Stock Subject to the Plan.

 

(a)
Subject to the provisions of Section 10, below, the maximum aggregate number of Shares which may be issued pursuant to all Awards
(including Incentive Stock Options) is 2,000,000 Shares. The Shares to be issued pursuant to Awards may be authorized, but unissued,
or reacquired Common Stock.

 

(b)
Any Shares covered by an Award (or portion of an Award) which is forfeited or canceled, expires or is settled in cash, shall be
deemed not to have been issued for purposes of determining the maximum aggregate number of Shares which may be issued under the
Plan. If any unissued Shares are retained by the Company upon exercise of an Award in order to satisfy the exercise price for
such Award or any withholding taxes due with respect to such Award, such retained Shares subject to such Award shall become available
for future issuance under the Plan (unless the Plan has terminated). Shares that actually have been issued under the Plan pursuant
to an Award shall not be returned to the Plan and shall not become available for future issuance under the Plan, except that if
unvested Shares are forfeited, or repurchased by the Company at their original purchase price, such Shares shall become available
for future grant under the Plan.

 

4.
Administration of the Plan.

 

(a)
Plan Administrator.

 

(i)
Administration with Respect to Directors and Officers. With respect to grants of Awards to Directors or Employees who are also
Officers or Directors of the Company, the Plan shall be administered by (A) the Board or (B) a Committee designated by the Board,
which Committee shall be constituted in such a manner as to satisfy the Applicable Laws and to permit such grants and related
transactions under the Plan to be exempt from Section 16(b) of the Exchange Act in accordance with Rule 16b-3. Once appointed,
such Committee shall continue to serve in its designated capacity until otherwise directed by the Board.

| Information provided |
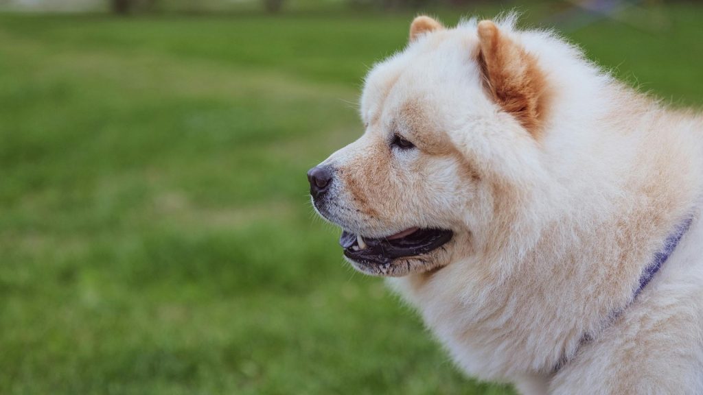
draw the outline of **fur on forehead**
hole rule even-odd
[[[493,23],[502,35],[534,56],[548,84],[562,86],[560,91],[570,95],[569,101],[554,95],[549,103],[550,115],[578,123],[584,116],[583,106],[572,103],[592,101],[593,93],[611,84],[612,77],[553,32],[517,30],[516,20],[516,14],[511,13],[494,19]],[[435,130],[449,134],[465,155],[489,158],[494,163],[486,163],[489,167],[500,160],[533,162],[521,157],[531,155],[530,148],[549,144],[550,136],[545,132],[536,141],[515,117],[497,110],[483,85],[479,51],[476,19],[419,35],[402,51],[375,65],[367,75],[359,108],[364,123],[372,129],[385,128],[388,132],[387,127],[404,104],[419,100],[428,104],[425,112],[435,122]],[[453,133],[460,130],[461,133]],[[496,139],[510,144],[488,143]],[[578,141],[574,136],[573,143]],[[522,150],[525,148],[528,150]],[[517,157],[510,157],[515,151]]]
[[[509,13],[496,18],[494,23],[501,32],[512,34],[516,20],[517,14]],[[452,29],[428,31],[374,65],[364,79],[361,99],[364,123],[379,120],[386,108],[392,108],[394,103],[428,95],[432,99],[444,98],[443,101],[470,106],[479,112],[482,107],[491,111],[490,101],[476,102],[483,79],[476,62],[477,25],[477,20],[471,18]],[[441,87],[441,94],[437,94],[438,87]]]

--

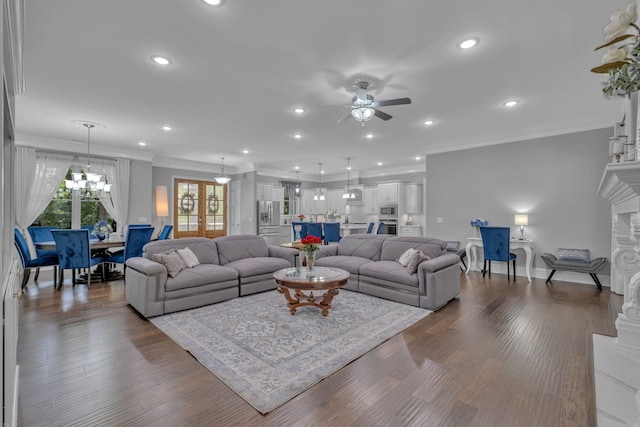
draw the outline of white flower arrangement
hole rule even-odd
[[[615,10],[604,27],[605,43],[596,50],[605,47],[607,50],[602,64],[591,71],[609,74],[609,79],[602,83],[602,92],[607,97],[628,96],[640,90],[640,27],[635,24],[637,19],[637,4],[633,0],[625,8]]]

---

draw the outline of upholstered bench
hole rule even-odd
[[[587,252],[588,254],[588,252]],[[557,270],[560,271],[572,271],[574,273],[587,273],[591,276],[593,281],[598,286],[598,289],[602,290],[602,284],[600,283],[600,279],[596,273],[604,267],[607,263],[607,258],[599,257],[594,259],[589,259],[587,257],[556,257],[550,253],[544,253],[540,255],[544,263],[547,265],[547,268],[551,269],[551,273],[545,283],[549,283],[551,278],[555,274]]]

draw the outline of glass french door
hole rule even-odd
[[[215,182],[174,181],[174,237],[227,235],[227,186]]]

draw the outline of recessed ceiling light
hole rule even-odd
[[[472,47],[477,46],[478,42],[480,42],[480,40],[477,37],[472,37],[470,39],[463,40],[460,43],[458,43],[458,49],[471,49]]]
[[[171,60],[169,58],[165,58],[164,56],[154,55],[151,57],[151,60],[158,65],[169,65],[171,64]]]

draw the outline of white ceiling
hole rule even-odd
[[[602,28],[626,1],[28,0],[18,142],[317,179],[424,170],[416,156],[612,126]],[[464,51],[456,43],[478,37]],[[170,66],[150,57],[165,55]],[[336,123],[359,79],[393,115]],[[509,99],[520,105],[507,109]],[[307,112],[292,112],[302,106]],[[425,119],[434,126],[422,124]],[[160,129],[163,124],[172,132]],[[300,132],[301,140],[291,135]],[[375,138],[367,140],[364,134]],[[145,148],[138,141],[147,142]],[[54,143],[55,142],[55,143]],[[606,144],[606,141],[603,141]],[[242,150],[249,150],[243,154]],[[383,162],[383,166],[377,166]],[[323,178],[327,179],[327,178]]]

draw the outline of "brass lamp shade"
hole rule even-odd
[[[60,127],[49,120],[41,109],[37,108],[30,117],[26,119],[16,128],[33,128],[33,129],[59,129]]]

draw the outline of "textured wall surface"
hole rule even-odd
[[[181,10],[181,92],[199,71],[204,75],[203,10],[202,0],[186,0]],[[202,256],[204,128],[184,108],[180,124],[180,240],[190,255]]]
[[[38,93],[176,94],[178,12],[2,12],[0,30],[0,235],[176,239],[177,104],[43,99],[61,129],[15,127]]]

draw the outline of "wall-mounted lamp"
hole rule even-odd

| Requirements |
a. According to the stock plan excerpt, what is the maximum aggregate number of Shares that may be issued under all Awards?
b. From the stock plan excerpt, reproduce the part that opens with the words containing "Plan Administrator." and closes with "by the Board.".
c. Why does the stock plan excerpt require that a Committee designated by the Board be constituted in a particular manner?
The rows come from a separate source, unrelated to the stock plan excerpt.

| Responses in order |
a. 2,000,000 Shares, subject to the provisions of Section 10.

b.
Plan Administrator.

 

(i)
Administration with Respect to Directors and Officers. With respect to grants of Awards to Directors or Employees who are also
Officers or Directors of the Company, the Plan shall be administered by (A) the Board or (B) a Committee designated by the Board,
which Committee shall be constituted in such a manner as to satisfy the Applicable Laws and to permit such grants and related
transactions under the Plan to be exempt from Section 16(b) of the Exchange Act in accordance with Rule 16b-3. Once appointed,
such Committee shall continue to serve in its designated capacity until otherwise directed by the Board.

c. The Committee must be constituted so that it satisfies the Applicable Laws. It must also allow grants of Awards to Directors and Officers, and related transactions under the Plan, to be exempt from Section 16(b) of the Exchange Act in accordance with Rule 16b-3.